Text shown:
Skip to main content

Extract PDF content optimized for Large Language Model (LLM) consumption

Project description

pdf2llm - PDF to LLM Context Extractor

Extract content from PDFs in a format optimized for Large Language Model (LLM) consumption.

Features

  • Multiple formats: Extract as Markdown (preserves structure) or plain text
  • Image extraction: Automatically extracts and saves images with configurable DPI
  • Table preservation: Maintains table structure in Markdown format
  • Page boundaries: Optional page markers for maintaining document structure
  • Batch processing: Process multiple PDFs at once
  • Organized output: Clean directory structure for each PDF
  • Structure analysis: Analyze PDFs before extraction
  • Token estimation: Get token counts for LLM context planning

Installation

# Install from PyPI
pip install pdf2llm
# or
uv pip install pdf2llm

# Or install from source
git clone https://github.com/yourusername/pdf2llm.git
cd pdf2llm
uv sync

Usage

Command Line Interface

# Basic extraction
uv run ./pdf2llm document.pdf

# Extract to specific directory
uv run ./pdf2llm document.pdf -o extracted_docs/

# Batch process multiple PDFs
uv run ./pdf2llm *.pdf -o zoning_docs/

# Extract as plain text without images
uv run ./pdf2llm document.pdf --format text --no-images

# Analyze PDF structure only
uv run ./pdf2llm document.pdf --analyze-only

# High quality image extraction
uv run ./pdf2llm document.pdf --dpi 300

# Get JSON output for integration
uv run ./pdf2llm document.pdf --json

# Set token limit warning
uv run ./pdf2llm document.pdf --token-limit 4000

Python API

from pdf_utils import PDFExtractor

# Create extractor
extractor = PDFExtractor(
    output_dir=Path("extracted"),
    image_format="png",
    dpi=150
)

Extracted data:
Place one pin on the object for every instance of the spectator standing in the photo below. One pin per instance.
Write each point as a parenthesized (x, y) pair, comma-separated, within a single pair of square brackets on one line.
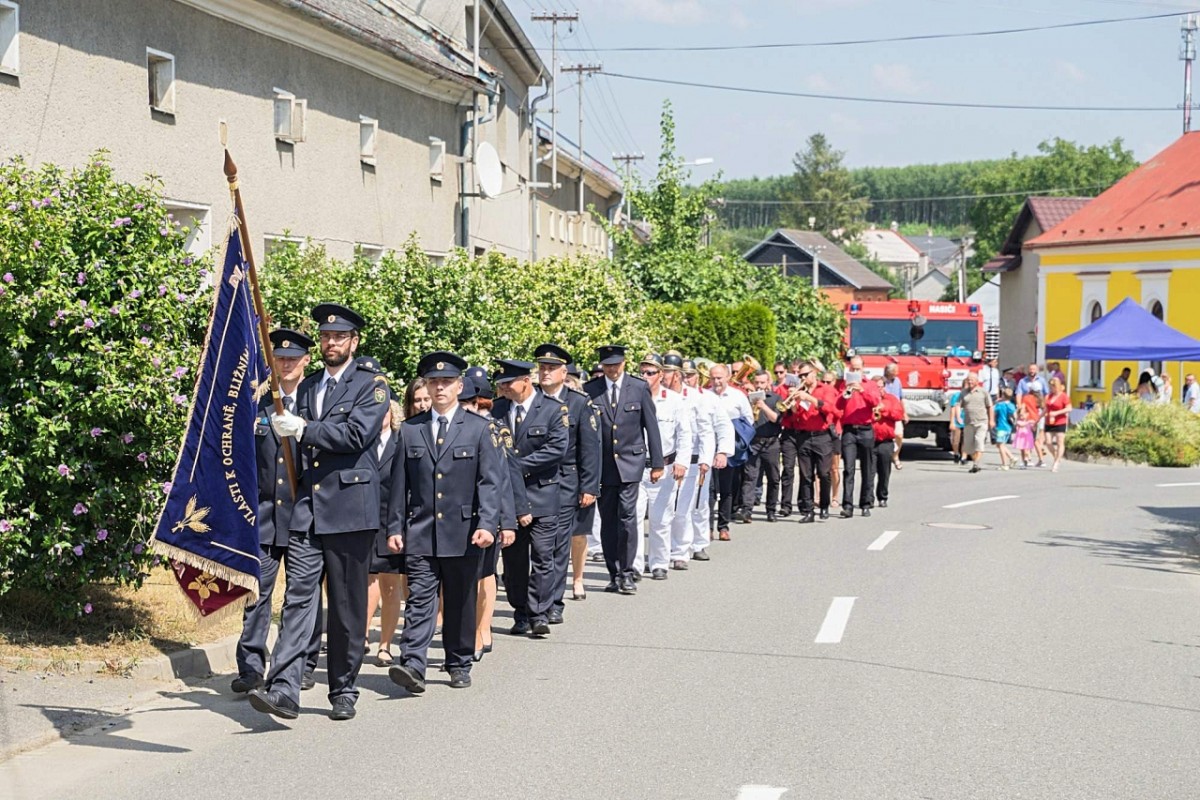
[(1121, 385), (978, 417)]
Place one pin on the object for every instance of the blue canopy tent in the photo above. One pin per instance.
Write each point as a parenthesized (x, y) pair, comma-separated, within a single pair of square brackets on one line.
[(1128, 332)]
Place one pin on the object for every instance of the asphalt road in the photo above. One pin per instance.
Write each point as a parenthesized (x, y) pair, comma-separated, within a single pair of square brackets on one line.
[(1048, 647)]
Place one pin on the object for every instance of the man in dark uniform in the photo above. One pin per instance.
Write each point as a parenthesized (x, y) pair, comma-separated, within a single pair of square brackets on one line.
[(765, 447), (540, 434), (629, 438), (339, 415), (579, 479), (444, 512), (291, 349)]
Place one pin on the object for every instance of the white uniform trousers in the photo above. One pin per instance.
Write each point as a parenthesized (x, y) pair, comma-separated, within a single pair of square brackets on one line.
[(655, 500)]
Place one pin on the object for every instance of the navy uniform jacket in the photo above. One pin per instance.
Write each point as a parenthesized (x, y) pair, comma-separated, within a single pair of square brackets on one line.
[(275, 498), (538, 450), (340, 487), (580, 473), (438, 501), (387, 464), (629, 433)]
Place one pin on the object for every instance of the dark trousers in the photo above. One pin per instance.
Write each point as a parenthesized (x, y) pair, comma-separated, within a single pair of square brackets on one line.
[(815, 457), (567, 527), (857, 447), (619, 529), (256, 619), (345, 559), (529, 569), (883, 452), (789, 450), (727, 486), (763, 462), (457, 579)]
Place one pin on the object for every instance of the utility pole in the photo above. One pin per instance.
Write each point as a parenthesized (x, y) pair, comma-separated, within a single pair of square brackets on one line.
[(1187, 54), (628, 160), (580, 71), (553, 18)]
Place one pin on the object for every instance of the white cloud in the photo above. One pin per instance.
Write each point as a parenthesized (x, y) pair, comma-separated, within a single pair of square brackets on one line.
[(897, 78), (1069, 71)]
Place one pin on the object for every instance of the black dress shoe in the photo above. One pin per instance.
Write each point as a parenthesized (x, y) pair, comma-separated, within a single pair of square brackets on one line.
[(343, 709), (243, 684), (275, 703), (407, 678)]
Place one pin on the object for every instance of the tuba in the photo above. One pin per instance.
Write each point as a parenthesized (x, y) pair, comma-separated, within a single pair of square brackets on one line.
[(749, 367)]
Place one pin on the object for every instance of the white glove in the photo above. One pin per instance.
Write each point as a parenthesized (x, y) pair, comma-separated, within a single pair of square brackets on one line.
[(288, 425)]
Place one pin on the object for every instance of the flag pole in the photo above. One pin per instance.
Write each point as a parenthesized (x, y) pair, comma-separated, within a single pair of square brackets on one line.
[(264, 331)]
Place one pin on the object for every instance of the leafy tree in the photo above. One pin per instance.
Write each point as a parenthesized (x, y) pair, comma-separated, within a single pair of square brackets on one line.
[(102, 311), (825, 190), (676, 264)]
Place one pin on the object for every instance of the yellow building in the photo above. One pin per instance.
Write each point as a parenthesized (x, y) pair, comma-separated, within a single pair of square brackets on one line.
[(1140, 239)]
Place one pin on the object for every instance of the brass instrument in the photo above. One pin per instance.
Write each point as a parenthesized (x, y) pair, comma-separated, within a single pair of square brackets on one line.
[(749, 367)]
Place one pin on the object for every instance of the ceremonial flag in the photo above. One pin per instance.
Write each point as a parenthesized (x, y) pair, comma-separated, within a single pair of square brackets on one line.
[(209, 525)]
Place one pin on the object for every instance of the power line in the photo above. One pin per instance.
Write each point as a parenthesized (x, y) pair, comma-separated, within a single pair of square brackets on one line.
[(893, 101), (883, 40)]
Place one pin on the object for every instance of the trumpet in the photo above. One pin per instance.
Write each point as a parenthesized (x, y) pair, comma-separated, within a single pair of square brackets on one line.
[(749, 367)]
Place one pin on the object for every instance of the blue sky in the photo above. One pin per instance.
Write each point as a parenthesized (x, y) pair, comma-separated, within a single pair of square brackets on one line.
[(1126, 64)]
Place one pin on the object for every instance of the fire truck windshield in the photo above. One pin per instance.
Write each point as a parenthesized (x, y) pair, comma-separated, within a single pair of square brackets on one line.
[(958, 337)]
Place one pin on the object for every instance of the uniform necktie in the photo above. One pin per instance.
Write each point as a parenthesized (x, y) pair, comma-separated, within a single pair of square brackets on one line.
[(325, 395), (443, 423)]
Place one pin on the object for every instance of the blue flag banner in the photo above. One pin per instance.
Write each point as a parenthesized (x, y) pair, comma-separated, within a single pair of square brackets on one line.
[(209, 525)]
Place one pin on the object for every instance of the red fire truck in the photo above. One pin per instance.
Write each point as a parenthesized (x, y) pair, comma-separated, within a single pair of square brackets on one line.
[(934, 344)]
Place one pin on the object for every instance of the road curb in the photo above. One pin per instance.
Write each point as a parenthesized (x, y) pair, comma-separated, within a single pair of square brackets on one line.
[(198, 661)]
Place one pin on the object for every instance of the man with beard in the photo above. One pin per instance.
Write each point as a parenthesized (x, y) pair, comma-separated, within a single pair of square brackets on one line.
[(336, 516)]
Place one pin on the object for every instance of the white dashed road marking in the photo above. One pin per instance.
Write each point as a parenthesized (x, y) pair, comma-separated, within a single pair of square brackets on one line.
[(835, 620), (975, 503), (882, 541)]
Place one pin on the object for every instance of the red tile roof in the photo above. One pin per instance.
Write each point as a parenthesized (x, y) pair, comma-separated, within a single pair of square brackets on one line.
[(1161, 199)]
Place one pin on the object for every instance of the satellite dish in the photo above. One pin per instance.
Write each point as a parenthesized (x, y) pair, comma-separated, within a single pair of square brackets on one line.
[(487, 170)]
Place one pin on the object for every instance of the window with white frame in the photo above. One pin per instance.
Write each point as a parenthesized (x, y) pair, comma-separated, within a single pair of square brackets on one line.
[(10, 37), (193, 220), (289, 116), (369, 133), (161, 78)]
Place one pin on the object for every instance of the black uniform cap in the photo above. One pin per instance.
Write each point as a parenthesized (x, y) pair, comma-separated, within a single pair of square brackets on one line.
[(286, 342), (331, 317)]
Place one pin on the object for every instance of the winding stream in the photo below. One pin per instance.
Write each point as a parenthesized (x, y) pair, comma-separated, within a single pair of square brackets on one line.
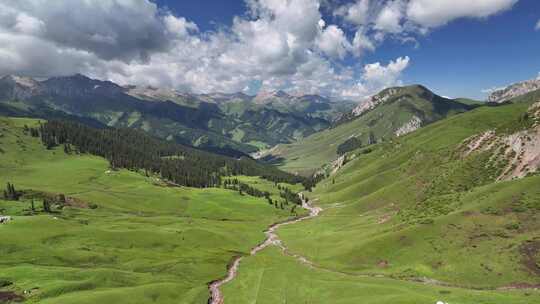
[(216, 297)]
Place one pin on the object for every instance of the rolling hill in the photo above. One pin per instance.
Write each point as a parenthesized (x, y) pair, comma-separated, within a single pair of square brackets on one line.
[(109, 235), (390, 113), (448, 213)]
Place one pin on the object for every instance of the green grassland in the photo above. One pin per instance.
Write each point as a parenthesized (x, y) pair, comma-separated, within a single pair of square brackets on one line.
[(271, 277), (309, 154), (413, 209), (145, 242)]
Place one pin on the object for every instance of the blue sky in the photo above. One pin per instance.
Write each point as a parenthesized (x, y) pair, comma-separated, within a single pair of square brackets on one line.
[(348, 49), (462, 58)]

Work order 1: In the pdf2llm project description, what DPI value does the Python API code pass when creating the extractor?
Work order 2: Copy the part of the pdf2llm project description starting at "Skip to main" and ending at "Model (LLM) consumption.".

Exercise result 1: 150

Exercise result 2:
Skip to main content

Extract PDF content optimized for Large Language Model (LLM) consumption

Project description

pdf2llm - PDF to LLM Context Extractor

Extract content from PDFs in a format optimized for Large Language Model (LLM) consumption.